— SUPPLIED PASSAGE —
┌──

Understanding Pi: its Role in Symmetry and How it Was Found

[Mr Virtual]

Hi all
In almost all the formulae related with symmetry, we use pi. For example, in case of circle, we use pi, and in case of sphere we use 4*pi.
e.g. E (electric field)= (q * qo) * 1/(4*pi*eps* r^2)
A (circle)= pi*r^2
A (sphere)=4*pi*r^2

My question is: How does pi signify symmetry? Why is the value of pi what it is, and what does this value (22/7) represent? How was this value originally found?

regards
Mr V

 

[morphism]

pi is not 22/7 - this is merely an approximation.

http://en.wikipedia.org/wiki/Pi

 

[Werg22]

Pi could be said to be the convergence of series that we obtain out of some integrals.

 

[cristo]

pi is the ratio of the circumference of a circle to its diameter.

 

[Werg22]

pi is the ratio of the circumference of a circle to its diameter.

I purposefully avoided that definition to stay away from any physical interpretation of pi. Modern analysis would define the concept of integration before circumference, making the definition in question a result rather than a definition in itself.

 

[d_leet]

Pi could be said to be the convergence of series that we obtain out of some integrals.

What exactly does this mean?

 

[cristo]

I purposefully avoided that definition to stay away from any physical interpretation of pi. Modern analysis would define the concept of integration before circumference, making the definition in question a result rather than a definition in itself.

But pi is a fundamental constant of nature (along with G, c, etc), and thus is a physical quantity. The value of this constant is determined by the ratio of the circumference of a circle to its diameter, for any circle.

Besides, how were you taught about pi? I definitely didn't know how to integrate before the concept of pi was introduced. It is introduced in geometry classes in school.

 

[Mr Virtual]

Thanks for your replies

Mr V

 

[Werg22]

What exactly does this mean?

It simply means that pi's definition is derived out of the concept of integration; that is the function f(x) = \sqrt{r^{2} - x^{2}}, whether we consider its circumference or area, both defined in terms of integral nonetheless, pi is defined within those limits. Out of the integrals that define pi, we can derive series that converge towards pi as defined.

 

[Werg22]

But pi is a fundamental constant of nature (along with G, c, etc), and thus is a physical quantity. The value of this constant is determined by the ratio of the circumference of a circle to its diameter, for any circle.

Besides, how were you taught about pi? I definitely didn't know how to integrate before the concept of pi was introduced. It is introduced in geometry classes in school.

└──

— INSTRUCTION 1 —
Transcribe the part of the forum thread about pi that opens with the words containing "Understanding Pi: its" and closes with "qo) * 1/(4*pi*eps* r^2)".

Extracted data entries
┌──

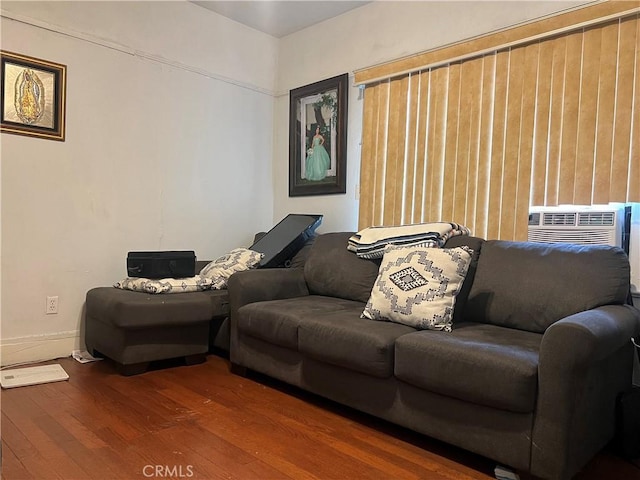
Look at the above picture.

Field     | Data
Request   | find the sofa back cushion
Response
[304,232,380,303]
[444,235,485,326]
[464,240,630,333]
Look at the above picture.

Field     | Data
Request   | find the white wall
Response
[0,2,277,364]
[273,1,589,232]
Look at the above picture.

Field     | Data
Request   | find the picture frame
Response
[289,73,349,197]
[0,50,67,142]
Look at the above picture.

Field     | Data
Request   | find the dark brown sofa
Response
[229,232,640,478]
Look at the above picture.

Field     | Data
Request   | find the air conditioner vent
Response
[578,212,616,227]
[529,212,540,225]
[542,212,576,225]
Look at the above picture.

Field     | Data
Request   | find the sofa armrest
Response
[227,268,309,361]
[531,305,640,478]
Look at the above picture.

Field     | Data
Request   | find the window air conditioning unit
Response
[528,205,625,247]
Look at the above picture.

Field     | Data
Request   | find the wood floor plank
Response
[0,356,640,480]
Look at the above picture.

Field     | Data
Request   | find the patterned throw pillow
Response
[113,275,213,293]
[361,246,472,332]
[200,248,264,290]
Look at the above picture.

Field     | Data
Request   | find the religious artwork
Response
[289,73,349,197]
[0,50,67,141]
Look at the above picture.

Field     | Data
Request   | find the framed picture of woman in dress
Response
[0,50,67,141]
[289,73,349,197]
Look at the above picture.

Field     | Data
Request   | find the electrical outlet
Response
[44,295,58,315]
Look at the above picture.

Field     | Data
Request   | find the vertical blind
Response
[356,6,640,240]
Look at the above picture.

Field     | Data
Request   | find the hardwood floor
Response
[0,355,640,480]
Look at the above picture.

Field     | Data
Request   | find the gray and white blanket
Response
[347,222,471,259]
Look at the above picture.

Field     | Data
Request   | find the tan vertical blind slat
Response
[462,57,484,231]
[512,43,540,240]
[411,71,431,223]
[472,55,496,238]
[400,75,420,224]
[570,28,602,205]
[371,81,391,225]
[534,37,567,205]
[383,76,409,225]
[530,42,554,205]
[610,18,640,201]
[438,64,460,220]
[558,32,583,203]
[358,84,380,229]
[627,15,640,202]
[425,68,449,222]
[500,48,525,238]
[591,21,619,204]
[486,52,509,239]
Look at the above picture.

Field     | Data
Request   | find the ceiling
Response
[192,0,370,38]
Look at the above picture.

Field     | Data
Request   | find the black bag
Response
[127,250,196,278]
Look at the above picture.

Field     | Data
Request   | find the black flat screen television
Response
[249,213,322,268]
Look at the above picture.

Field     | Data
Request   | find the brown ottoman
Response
[85,287,229,375]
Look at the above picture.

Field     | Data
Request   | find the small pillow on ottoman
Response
[361,246,472,332]
[200,248,264,290]
[113,275,213,293]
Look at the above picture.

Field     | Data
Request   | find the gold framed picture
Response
[289,73,349,197]
[0,50,67,142]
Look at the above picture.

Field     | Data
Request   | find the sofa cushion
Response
[298,316,415,378]
[237,295,362,350]
[304,232,380,303]
[444,235,486,328]
[465,240,630,332]
[362,246,471,331]
[395,323,542,413]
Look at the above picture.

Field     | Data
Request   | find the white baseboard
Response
[0,330,80,367]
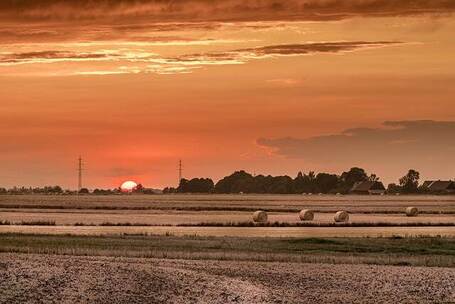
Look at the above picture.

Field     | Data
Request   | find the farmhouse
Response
[351,181,385,194]
[422,180,455,193]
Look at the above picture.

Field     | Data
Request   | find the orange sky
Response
[0,0,455,188]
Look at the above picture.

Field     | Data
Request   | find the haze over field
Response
[0,0,455,188]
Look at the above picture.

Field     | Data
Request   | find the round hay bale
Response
[253,210,267,223]
[333,211,349,223]
[406,207,419,216]
[299,209,314,221]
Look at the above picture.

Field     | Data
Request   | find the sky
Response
[0,0,455,189]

└──

— INSTRUCTION 2 —
In the extracted data entries, from their first line through the line containing "[528,205,625,247]", switch "sofa" to "couch" and leave everything else unchanged. Return only those lines, and leave the pictures out.

— CORRECT OUTPUT 1 —
Understanding Pi: its Role in Symmetry and How it Was Found

[Mr Virtual]

Hi all
In almost all the formulae related with symmetry, we use pi. For example, in case of circle, we use pi, and in case of sphere we use 4*pi.
e.g. E (electric field)= (q * qo) * 1/(4*pi*eps* r^2)

— CORRECT OUTPUT 2 —
Look at the above picture.

Field     | Data
Request   | find the couch back cushion
Response
[304,232,380,303]
[444,235,485,326]
[464,240,630,333]
Look at the above picture.

Field     | Data
Request   | find the white wall
Response
[0,2,277,364]
[273,1,589,232]
Look at the above picture.

Field     | Data
Request   | find the picture frame
Response
[289,73,349,197]
[0,50,67,142]
Look at the above picture.

Field     | Data
Request   | find the dark brown couch
Response
[229,232,640,478]
Look at the above picture.

Field     | Data
Request   | find the air conditioner vent
Response
[578,212,616,227]
[529,212,540,225]
[542,212,576,225]
Look at the above picture.

Field     | Data
Request   | find the couch armrest
Response
[227,268,309,361]
[531,305,640,478]
Look at the above picture.

Field     | Data
Request   | find the window air conditioning unit
Response
[528,205,625,247]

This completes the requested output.